##### Source material

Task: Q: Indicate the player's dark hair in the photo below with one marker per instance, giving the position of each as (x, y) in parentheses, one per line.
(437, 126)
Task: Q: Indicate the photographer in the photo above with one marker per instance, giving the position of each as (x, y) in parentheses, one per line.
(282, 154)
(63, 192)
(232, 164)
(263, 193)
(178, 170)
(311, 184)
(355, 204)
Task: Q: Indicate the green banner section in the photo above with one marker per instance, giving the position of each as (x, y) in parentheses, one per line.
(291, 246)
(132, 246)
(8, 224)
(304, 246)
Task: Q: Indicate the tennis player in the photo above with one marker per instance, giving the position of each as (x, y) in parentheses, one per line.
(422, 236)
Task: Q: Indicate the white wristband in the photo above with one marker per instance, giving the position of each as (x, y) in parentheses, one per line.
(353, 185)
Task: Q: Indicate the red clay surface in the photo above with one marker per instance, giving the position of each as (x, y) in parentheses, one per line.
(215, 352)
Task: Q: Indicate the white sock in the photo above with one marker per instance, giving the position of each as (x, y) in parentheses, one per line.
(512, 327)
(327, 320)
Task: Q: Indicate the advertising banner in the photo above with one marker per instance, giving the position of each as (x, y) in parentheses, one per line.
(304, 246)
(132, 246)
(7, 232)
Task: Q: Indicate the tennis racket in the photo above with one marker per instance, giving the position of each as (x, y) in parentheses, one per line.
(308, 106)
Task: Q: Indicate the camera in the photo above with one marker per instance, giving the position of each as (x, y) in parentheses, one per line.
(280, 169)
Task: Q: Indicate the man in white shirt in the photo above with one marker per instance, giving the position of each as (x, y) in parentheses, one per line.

##########

What you need to do: The expected output is every record, repeated exactly.

Output of the task:
Task: Q: Indicate the player's dark hair in the photo below with one marker per instance, giving the position of each as (x, y) in parentheses, one per line.
(437, 126)
Task: Q: Indicate the photographer in the photo above with one marker per instance, giving the position of each as (x, y) in parentheses, one per line.
(282, 154)
(63, 192)
(232, 164)
(263, 193)
(178, 170)
(311, 184)
(355, 204)
Task: Q: Indicate the green banner section in the photo above with one marker per instance, giving the position of each as (x, y) in parentheses, one per line.
(291, 246)
(132, 246)
(8, 224)
(304, 246)
Task: Q: Indicate the tennis player in the photo above with one marker per instance, giving the position of each as (x, y) in parentheses, one per line.
(422, 236)
Task: Q: Indicate the white wristband in the photo above with one marker per instance, giving the position of each as (x, y) in parentheses, one per line.
(353, 185)
Task: Q: Indicate the red clay surface in the photo above with one marker per instance, giving the position of each as (x, y) in parentheses, one per line.
(215, 352)
Task: Q: Indicate the white sock in the photo above with one marker per instance, giving the position of each as (x, y) in parentheses, one per line.
(512, 327)
(327, 320)
Task: Q: Indicate the advertising banner in the photo above with one marker per instance, giving the position of each as (x, y) in parentheses, one per line.
(304, 246)
(132, 246)
(7, 232)
Task: Q: Indicate the tennis racket in the photo above with one marker per instance, giving the position of each as (x, y) in parentheses, one per line.
(308, 106)
Task: Q: Indicate the camera in the photo above with one marker per instance, giving the position of each as (x, y) in parentheses, one per line.
(280, 169)
Task: Q: Indicate the man in white shirt in the photo above with one marker per instance, giving the position of each as (x, y) in parentheses, one per line.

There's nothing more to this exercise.